• **SOURCE DOCUMENT**:

-- Opening Marker --

Tempus fugit, and time's flight is relentless in its grinding pace. Many days seem to stretch into infinity, but then I look back and wonder what the hell I did with the last ten years. I know I did something with the last decade, but it doesn't feel like I've done enough.
I worked for four different companies, two of them for four years.
I wrote two novels from my Starbreaker saga and got both of them published through a small press in 2013 and 2016.
The rights to both of my novels, and the short stories I wrote to help market them, have reverted to me—and the small press with which I worked has disappeared with royalties left unpaid.
I paid off my car and bought a house.
I took my wife Catherine to Paris for her fortieth birthday.
I spent my fortieth birthday helping Catherine fight breast cancer.
Catherine and I attended the 2014, 2015, and 2018 World Fantasy Conventions.
I amassed a following 20,000 strong on Google+ during its heyday, but most of those "followers" were utterly worthless: they never even interacted with me.
I wasted entirely too much time on social media because I thought that was what small-time authors were supposed to do to get attention and book sales.
I jumped off the Apple ship after Steve Jobs died, went back to using GNU/Linux for while, and then finally got up the nerve to try OpenBSD—and I've been using that ever since.
I was finally diagnosed as having an Autistic Spectrum Disorder.
My two black cats: Dante and Virgil, the "Devil May Purr" twins, both died. But succeeding them are Smudge and Purrseus, two sweet brown and white tabbies.
While doing all of that I read a bunch of novels, listened to a bunch of new bands, played a bunch of games, and even saw some movies. Most of the media I consumed was crap, and I probably consumed it because I was too worn out from my day job and pretending to be normal to have much energy for creating.
And I watched my fellow Americans elect a fascist demagogue to the White House, and did nothing more to oppose them than vote for somebody I loathed a little less.
Maybe I can do more with the next decade. I hope so. 2010 was supposed to be "year we make contact", but as far as we know we're still alone in the universe. The future I was solid as a kid seems no closer to reality, and the America I was taught to believe in seems ever more mythical.
I want to write a new "Starbreaker saga", an account of the "Great Defiance" where humanity finally throws off the tyranny of god and state alike. I want to publish this independently, without asking permission from some publishing cartel in New York and letting them pay me pennies on the dollar for my work. But first I want to make my old "Starbreaker" material available under a Creative Commons license. I don't think I can sell it, and I don't want it to languish, forgotten.

-- Closing Marker --

• **PROVIDED MATERIAL**:

-- Opening Marker --

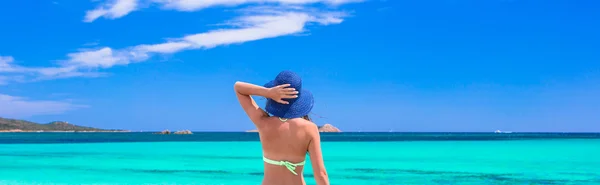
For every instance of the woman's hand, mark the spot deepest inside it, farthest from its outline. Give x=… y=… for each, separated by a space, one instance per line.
x=278 y=93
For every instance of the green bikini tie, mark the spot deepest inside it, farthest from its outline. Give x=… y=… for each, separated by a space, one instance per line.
x=288 y=165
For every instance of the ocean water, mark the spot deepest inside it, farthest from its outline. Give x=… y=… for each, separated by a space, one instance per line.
x=350 y=158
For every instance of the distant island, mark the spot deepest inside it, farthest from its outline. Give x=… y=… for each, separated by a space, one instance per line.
x=324 y=128
x=14 y=125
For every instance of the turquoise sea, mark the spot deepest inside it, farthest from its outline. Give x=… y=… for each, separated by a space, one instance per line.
x=350 y=158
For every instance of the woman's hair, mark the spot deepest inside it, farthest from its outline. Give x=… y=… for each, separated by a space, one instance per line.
x=307 y=118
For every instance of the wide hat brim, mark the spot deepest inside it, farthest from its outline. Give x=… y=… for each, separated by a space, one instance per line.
x=296 y=108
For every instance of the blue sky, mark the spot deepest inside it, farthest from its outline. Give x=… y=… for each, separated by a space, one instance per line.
x=373 y=65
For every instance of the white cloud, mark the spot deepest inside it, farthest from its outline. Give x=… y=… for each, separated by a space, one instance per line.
x=255 y=23
x=114 y=9
x=18 y=107
x=246 y=28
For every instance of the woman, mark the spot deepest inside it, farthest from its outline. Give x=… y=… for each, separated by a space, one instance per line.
x=288 y=134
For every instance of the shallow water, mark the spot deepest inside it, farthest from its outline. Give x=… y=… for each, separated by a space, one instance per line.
x=417 y=161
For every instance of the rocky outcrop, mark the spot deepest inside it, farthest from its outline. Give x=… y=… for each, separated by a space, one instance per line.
x=328 y=128
x=183 y=132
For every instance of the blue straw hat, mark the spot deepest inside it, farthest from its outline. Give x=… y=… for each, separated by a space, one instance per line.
x=297 y=107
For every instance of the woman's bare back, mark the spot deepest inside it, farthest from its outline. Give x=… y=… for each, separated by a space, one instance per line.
x=284 y=141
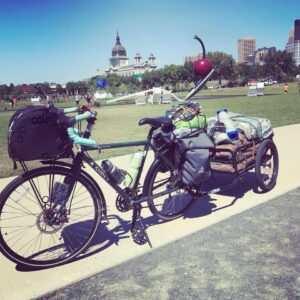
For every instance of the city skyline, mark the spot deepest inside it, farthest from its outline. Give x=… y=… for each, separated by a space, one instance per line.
x=62 y=41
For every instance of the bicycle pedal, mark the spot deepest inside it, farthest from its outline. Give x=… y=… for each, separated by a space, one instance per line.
x=140 y=236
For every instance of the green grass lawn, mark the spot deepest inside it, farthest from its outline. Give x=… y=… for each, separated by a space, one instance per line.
x=118 y=123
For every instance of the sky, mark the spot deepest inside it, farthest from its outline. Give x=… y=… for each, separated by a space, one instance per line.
x=69 y=40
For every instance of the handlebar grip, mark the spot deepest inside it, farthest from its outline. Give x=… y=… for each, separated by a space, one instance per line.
x=83 y=116
x=74 y=136
x=70 y=109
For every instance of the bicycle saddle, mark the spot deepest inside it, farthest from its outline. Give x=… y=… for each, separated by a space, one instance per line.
x=164 y=122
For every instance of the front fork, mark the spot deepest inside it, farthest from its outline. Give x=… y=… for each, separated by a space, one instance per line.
x=138 y=231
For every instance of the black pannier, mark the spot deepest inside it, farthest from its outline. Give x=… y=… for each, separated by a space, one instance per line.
x=192 y=157
x=34 y=133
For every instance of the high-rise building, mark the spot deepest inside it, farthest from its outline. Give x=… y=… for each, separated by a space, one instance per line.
x=261 y=54
x=246 y=47
x=297 y=30
x=293 y=44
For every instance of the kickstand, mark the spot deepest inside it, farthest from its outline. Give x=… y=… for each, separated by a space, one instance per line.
x=138 y=231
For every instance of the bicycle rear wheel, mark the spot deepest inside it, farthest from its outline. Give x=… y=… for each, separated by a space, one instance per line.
x=29 y=236
x=169 y=206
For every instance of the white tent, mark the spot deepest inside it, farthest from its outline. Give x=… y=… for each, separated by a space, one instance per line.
x=151 y=96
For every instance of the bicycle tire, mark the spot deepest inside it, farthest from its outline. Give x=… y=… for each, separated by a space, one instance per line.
x=170 y=206
x=266 y=165
x=27 y=238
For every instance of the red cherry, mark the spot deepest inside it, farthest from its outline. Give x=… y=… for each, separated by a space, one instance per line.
x=202 y=67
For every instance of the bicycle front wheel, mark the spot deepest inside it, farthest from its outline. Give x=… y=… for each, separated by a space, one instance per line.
x=29 y=235
x=168 y=206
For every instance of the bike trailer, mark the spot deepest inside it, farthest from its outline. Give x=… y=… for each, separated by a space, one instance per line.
x=34 y=133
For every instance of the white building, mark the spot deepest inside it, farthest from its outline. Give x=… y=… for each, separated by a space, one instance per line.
x=119 y=62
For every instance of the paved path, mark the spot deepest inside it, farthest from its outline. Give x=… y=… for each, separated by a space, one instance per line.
x=253 y=255
x=115 y=245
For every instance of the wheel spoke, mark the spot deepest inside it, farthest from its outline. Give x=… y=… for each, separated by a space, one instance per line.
x=31 y=235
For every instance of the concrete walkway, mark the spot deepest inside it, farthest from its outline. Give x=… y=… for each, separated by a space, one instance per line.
x=115 y=245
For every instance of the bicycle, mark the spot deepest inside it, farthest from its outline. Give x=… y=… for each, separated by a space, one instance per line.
x=38 y=229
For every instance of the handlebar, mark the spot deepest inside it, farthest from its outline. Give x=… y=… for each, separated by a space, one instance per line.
x=73 y=132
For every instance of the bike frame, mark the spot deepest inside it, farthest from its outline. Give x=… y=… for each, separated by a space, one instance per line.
x=133 y=197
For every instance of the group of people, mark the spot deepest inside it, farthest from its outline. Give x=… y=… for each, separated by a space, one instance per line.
x=12 y=101
x=90 y=99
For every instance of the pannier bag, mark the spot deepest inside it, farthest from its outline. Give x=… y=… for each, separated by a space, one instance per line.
x=187 y=115
x=34 y=133
x=192 y=158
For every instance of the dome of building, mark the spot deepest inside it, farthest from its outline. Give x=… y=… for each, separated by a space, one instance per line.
x=118 y=49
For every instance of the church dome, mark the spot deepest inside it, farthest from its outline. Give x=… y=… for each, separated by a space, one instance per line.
x=118 y=49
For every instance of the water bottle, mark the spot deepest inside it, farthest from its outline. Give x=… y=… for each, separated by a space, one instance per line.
x=224 y=118
x=59 y=192
x=115 y=173
x=133 y=170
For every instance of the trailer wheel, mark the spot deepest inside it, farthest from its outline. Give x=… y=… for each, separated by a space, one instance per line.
x=266 y=165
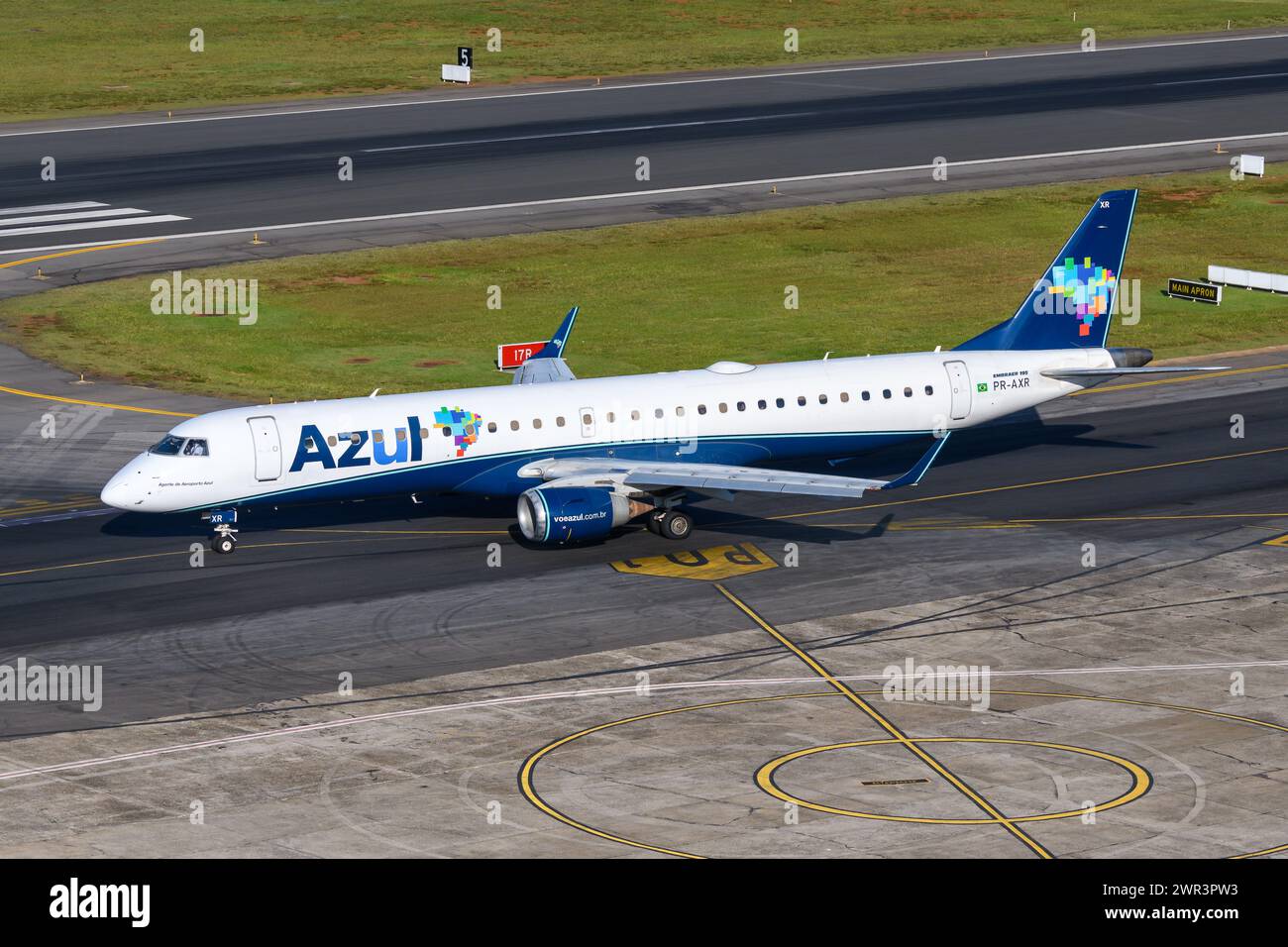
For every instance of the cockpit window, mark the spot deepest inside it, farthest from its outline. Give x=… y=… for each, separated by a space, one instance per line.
x=172 y=446
x=167 y=446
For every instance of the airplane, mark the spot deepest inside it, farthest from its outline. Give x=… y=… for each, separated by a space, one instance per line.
x=585 y=457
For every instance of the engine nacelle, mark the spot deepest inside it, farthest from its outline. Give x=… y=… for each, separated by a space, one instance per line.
x=574 y=514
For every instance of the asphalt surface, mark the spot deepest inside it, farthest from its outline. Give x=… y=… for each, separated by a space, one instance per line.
x=458 y=161
x=389 y=591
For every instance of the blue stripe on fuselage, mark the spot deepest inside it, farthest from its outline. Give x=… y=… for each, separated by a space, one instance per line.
x=497 y=474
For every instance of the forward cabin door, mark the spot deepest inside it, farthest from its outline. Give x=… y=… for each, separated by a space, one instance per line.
x=958 y=381
x=268 y=449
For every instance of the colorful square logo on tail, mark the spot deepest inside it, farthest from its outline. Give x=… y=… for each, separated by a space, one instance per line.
x=463 y=424
x=1086 y=290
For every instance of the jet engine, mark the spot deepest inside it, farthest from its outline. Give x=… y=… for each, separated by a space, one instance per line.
x=557 y=515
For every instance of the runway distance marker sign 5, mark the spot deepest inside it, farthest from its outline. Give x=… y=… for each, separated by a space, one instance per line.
x=708 y=565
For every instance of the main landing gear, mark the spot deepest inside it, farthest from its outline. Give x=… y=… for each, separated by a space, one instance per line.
x=673 y=525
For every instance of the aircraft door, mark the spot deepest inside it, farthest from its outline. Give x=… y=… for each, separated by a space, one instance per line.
x=268 y=447
x=958 y=381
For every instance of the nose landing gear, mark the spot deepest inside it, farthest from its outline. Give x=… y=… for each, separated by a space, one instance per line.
x=223 y=536
x=224 y=540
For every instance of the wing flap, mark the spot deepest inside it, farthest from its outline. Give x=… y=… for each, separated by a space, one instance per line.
x=652 y=476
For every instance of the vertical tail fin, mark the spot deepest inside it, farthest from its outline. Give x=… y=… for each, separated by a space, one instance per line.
x=1070 y=305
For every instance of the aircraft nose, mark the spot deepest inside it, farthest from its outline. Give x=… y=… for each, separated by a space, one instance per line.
x=116 y=492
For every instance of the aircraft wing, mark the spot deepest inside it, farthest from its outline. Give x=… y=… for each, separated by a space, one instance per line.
x=655 y=475
x=548 y=365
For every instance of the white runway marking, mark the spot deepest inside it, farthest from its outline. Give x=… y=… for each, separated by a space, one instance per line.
x=94 y=224
x=1001 y=55
x=77 y=215
x=555 y=696
x=656 y=192
x=37 y=208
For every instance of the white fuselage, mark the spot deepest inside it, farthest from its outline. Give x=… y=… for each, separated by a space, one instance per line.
x=726 y=414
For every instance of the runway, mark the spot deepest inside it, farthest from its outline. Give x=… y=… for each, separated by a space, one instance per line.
x=462 y=162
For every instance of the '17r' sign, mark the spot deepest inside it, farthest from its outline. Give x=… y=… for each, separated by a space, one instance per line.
x=515 y=354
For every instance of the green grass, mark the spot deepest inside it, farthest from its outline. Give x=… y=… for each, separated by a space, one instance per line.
x=69 y=56
x=880 y=275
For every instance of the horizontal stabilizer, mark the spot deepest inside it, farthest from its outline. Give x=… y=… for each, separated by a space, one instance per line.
x=548 y=365
x=1076 y=373
x=652 y=476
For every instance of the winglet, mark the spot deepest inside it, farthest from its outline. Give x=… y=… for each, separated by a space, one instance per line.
x=913 y=476
x=554 y=348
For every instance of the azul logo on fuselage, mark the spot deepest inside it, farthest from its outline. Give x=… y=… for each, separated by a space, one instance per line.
x=316 y=449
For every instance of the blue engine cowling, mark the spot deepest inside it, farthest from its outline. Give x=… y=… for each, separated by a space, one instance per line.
x=572 y=514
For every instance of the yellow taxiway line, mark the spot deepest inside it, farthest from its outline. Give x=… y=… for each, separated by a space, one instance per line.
x=82 y=250
x=900 y=736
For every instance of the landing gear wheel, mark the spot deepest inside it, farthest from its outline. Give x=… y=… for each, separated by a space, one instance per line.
x=675 y=525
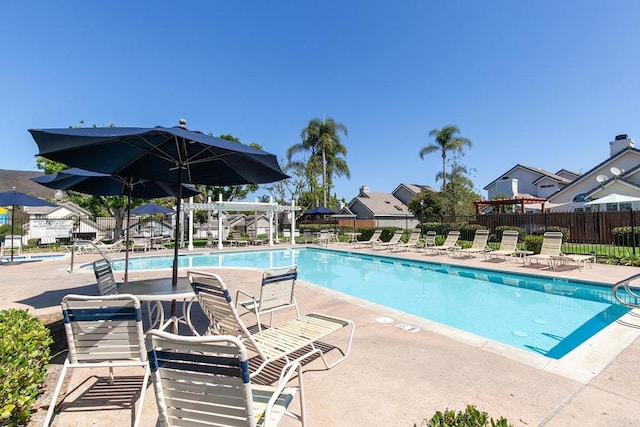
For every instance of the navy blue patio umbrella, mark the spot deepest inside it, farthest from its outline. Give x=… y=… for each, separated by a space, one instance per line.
x=173 y=154
x=151 y=209
x=320 y=210
x=102 y=184
x=14 y=198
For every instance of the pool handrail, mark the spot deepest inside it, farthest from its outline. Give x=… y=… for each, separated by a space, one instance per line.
x=77 y=244
x=625 y=284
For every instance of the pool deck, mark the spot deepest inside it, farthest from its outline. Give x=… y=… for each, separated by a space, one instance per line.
x=398 y=376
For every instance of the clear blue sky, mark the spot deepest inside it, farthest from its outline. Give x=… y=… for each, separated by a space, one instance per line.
x=544 y=83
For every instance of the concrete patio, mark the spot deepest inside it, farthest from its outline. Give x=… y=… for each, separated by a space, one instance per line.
x=395 y=377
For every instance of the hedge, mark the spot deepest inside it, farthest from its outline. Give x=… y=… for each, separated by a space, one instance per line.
x=24 y=356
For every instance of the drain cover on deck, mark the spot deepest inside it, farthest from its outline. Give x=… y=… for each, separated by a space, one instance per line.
x=407 y=327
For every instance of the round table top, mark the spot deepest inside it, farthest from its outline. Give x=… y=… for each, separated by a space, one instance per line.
x=158 y=289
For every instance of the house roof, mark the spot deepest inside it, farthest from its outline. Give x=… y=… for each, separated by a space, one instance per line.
x=589 y=174
x=21 y=180
x=577 y=174
x=415 y=188
x=543 y=173
x=619 y=180
x=46 y=210
x=382 y=204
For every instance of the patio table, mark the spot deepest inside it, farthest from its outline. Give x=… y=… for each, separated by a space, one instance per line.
x=159 y=291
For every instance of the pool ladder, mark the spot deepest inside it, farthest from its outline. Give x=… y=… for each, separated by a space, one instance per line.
x=632 y=299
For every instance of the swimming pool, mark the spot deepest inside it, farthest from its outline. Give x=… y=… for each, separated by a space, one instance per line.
x=543 y=315
x=31 y=257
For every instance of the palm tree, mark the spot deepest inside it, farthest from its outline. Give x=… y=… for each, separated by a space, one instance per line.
x=446 y=139
x=322 y=139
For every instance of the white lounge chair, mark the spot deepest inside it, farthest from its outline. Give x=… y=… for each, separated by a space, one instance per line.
x=375 y=237
x=412 y=243
x=551 y=247
x=293 y=340
x=508 y=246
x=394 y=241
x=277 y=292
x=450 y=244
x=104 y=277
x=103 y=332
x=205 y=381
x=581 y=261
x=478 y=246
x=429 y=240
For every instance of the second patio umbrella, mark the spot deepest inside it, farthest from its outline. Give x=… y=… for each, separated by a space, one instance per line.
x=101 y=184
x=14 y=198
x=173 y=154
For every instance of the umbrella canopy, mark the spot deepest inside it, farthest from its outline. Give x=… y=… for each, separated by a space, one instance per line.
x=102 y=184
x=613 y=198
x=151 y=209
x=173 y=154
x=320 y=210
x=14 y=198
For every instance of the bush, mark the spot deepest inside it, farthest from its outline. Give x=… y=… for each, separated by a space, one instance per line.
x=471 y=417
x=522 y=233
x=623 y=236
x=24 y=356
x=468 y=231
x=533 y=243
x=542 y=230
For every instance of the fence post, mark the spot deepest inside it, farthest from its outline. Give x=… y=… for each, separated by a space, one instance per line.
x=633 y=232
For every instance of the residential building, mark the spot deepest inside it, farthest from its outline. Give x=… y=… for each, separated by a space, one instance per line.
x=386 y=209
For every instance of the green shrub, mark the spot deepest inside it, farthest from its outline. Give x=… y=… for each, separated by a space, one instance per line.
x=24 y=355
x=468 y=231
x=542 y=230
x=533 y=243
x=622 y=236
x=522 y=233
x=471 y=417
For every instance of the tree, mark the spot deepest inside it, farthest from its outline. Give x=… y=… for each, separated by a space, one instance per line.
x=321 y=138
x=447 y=140
x=291 y=188
x=426 y=206
x=459 y=195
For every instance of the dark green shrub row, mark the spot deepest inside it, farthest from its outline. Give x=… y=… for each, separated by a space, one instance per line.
x=471 y=417
x=468 y=231
x=541 y=231
x=533 y=243
x=387 y=233
x=24 y=356
x=522 y=233
x=623 y=236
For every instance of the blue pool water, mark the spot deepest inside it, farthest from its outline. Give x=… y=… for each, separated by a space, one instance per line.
x=543 y=315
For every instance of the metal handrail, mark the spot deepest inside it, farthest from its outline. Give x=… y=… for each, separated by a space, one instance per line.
x=626 y=285
x=85 y=243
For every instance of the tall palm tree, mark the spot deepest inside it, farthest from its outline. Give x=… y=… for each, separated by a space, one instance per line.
x=322 y=139
x=446 y=139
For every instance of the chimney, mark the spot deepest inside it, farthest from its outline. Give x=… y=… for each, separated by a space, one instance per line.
x=620 y=143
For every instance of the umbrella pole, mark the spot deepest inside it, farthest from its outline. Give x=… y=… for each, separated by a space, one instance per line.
x=126 y=248
x=13 y=223
x=174 y=276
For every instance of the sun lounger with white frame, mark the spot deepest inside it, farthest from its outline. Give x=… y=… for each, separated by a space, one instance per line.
x=292 y=340
x=478 y=246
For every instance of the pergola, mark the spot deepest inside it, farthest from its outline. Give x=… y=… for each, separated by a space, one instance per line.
x=521 y=201
x=269 y=207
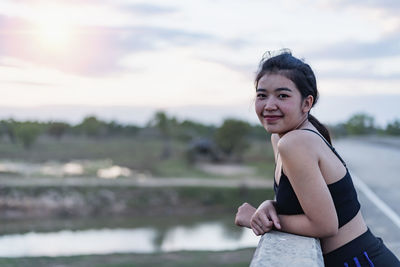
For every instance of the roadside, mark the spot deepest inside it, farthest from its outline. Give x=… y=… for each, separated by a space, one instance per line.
x=375 y=161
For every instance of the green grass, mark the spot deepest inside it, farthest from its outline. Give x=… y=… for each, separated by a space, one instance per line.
x=141 y=153
x=235 y=258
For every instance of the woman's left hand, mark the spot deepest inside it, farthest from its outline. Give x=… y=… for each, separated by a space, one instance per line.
x=265 y=218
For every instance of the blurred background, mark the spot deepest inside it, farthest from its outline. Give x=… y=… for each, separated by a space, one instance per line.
x=128 y=135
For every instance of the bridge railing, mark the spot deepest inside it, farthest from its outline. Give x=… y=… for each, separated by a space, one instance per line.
x=283 y=249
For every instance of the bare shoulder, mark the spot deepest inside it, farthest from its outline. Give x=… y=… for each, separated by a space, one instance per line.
x=297 y=140
x=274 y=140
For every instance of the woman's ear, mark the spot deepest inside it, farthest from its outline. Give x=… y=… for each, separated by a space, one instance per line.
x=307 y=103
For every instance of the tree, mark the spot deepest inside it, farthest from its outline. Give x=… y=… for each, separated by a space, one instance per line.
x=8 y=128
x=91 y=126
x=27 y=133
x=163 y=124
x=57 y=129
x=231 y=137
x=360 y=124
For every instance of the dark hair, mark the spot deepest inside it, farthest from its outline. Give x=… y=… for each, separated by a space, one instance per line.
x=299 y=73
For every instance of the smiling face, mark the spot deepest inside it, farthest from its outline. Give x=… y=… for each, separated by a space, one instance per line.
x=279 y=104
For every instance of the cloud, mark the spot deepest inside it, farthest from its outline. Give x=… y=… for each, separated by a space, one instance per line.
x=387 y=46
x=93 y=50
x=148 y=9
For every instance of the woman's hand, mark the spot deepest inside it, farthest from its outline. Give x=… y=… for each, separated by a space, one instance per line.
x=244 y=214
x=265 y=218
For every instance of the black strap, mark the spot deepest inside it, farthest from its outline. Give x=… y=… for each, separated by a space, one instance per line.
x=330 y=146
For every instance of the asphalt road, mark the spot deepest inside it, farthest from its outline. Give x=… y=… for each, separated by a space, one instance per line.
x=376 y=162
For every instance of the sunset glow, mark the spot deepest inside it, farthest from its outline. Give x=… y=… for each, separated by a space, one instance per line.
x=54 y=29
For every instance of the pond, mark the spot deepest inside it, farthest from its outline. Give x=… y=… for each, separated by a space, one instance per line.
x=127 y=235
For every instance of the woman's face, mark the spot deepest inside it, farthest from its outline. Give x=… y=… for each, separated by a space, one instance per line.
x=279 y=105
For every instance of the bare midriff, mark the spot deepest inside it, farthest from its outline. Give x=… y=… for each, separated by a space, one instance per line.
x=346 y=233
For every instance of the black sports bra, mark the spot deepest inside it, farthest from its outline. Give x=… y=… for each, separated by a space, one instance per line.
x=342 y=191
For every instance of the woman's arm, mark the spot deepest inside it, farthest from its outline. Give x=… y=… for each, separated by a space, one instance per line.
x=300 y=163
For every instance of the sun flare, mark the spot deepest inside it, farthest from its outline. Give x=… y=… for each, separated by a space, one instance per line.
x=54 y=28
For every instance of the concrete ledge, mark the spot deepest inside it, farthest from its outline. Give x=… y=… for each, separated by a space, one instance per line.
x=284 y=249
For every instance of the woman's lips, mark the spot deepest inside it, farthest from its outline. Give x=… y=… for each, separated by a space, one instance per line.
x=272 y=118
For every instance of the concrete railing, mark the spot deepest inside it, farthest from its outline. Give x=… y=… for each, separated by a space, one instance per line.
x=283 y=249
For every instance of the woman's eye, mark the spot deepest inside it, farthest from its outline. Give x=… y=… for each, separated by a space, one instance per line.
x=261 y=95
x=283 y=96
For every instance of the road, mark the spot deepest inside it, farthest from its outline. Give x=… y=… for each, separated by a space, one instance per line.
x=376 y=162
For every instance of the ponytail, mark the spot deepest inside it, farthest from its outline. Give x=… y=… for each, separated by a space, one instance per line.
x=320 y=127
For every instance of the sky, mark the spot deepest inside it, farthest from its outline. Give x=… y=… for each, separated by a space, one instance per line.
x=195 y=59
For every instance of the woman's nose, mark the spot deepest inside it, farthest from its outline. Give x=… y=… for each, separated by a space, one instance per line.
x=270 y=104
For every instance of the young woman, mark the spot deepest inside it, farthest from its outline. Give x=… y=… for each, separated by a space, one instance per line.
x=314 y=191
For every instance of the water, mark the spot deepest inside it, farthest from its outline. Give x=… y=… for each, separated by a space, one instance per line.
x=211 y=235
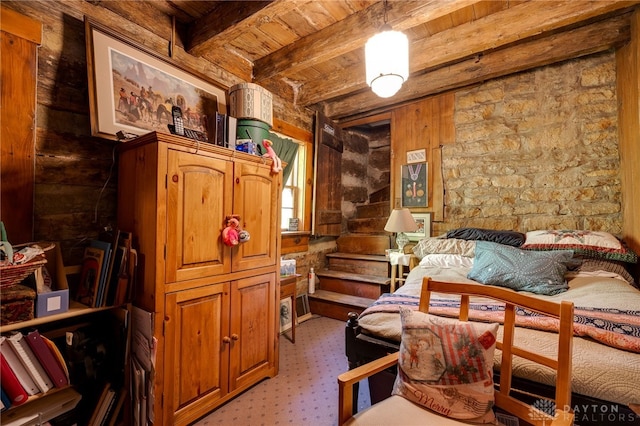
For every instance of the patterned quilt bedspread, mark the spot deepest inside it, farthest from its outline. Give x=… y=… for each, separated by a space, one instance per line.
x=606 y=354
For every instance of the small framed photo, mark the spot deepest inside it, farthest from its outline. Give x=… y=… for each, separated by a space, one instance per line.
x=417 y=156
x=424 y=226
x=286 y=315
x=303 y=312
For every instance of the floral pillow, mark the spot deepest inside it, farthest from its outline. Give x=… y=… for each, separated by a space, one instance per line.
x=589 y=244
x=446 y=365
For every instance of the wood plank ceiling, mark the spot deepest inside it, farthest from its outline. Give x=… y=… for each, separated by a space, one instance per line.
x=311 y=52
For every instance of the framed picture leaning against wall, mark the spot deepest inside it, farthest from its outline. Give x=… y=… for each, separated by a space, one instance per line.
x=133 y=89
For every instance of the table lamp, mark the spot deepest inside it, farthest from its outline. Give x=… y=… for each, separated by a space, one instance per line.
x=401 y=221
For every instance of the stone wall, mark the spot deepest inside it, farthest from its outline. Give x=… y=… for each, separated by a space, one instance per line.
x=537 y=150
x=355 y=166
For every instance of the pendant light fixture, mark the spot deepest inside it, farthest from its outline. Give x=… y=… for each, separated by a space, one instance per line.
x=387 y=60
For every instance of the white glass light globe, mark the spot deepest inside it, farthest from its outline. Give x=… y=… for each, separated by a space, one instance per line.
x=387 y=61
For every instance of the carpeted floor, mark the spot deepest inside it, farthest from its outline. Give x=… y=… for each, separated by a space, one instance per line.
x=305 y=392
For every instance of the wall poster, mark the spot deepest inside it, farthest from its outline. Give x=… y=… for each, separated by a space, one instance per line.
x=414 y=185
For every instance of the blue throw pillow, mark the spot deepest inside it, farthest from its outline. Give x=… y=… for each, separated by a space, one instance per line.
x=540 y=272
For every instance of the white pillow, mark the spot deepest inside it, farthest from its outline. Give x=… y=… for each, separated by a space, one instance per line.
x=446 y=260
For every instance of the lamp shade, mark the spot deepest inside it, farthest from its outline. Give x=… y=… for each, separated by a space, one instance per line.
x=401 y=220
x=387 y=61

-- Closing Marker --

• **WHAT YOU WILL DO**:
[1] Reproduce word for word the stretch of the decade retrospective from "I took my wife" through "Autistic Spectrum Disorder.".
[2] In two sentences, summarize the decade retrospective.
[3] What operating system has the author of the decade retrospective used ever since leaving GNU/Linux?

• **SOLUTIONS IN ORDER**:
[1]
I took my wife Catherine to Paris for her fortieth birthday.
I spent my fortieth birthday helping Catherine fight breast cancer.
Catherine and I attended the 2014, 2015, and 2018 World Fantasy Conventions.
I amassed a following 20,000 strong on Google+ during its heyday, but most of those "followers" were utterly worthless: they never even interacted with me.
I wasted entirely too much time on social media because I thought that was what small-time authors were supposed to do to get attention and book sales.
I jumped off the Apple ship after Steve Jobs died, went back to using GNU/Linux for while, and then finally got up the nerve to try OpenBSD—and I've been using that ever since.
I was finally diagnosed as having an Autistic Spectrum Disorder.

[2] The author looks back on the last ten years, which included jobs at four companies, two published Starbreaker novels whose rights reverted after the small press disappeared, buying a house, a trip to Paris with Catherine and her fight with breast cancer, an autism diagnosis, and much time wasted on social media. Hoping to do more in the next decade, the author plans to release the old Starbreaker material under a Creative Commons license and then independently publish a new Starbreaker saga about the "Great Defiance."

[3] OpenBSD.